◆ **Task description**:
Find every line below that contains the string "item" and copy each one in full.

--- start of Data listing ---

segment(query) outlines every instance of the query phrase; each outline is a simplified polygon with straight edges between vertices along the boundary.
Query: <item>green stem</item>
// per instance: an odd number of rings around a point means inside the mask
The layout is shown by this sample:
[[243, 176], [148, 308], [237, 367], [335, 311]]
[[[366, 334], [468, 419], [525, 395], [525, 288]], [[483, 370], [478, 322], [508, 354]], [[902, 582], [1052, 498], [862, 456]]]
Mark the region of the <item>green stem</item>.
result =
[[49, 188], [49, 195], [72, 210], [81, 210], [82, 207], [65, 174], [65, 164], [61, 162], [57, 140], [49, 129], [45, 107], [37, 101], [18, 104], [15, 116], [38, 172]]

--- end of Data listing ---
--- start of Data listing ---

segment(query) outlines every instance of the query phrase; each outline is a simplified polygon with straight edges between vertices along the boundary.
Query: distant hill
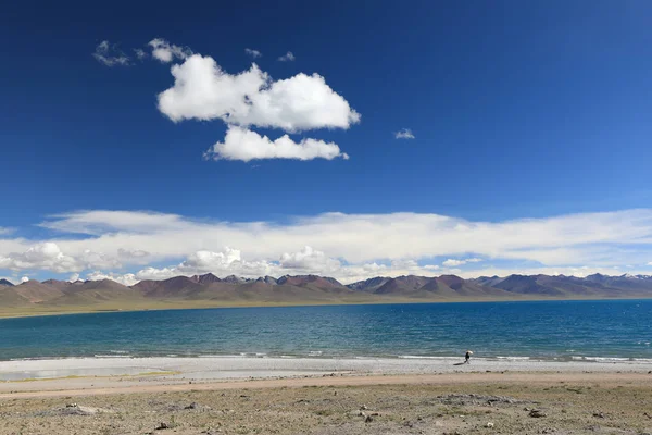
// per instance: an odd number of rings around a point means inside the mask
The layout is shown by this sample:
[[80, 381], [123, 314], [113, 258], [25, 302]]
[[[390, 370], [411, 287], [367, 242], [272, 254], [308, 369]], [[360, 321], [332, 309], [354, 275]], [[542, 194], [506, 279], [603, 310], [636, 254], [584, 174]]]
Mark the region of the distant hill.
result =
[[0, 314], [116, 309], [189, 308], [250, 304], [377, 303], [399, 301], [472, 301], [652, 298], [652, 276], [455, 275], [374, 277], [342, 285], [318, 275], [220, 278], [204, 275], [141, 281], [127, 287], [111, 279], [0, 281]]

--- end of Data listing ---

◆ **Complete response**:
Query: <item>green stem</item>
Mark the region of the <item>green stem</item>.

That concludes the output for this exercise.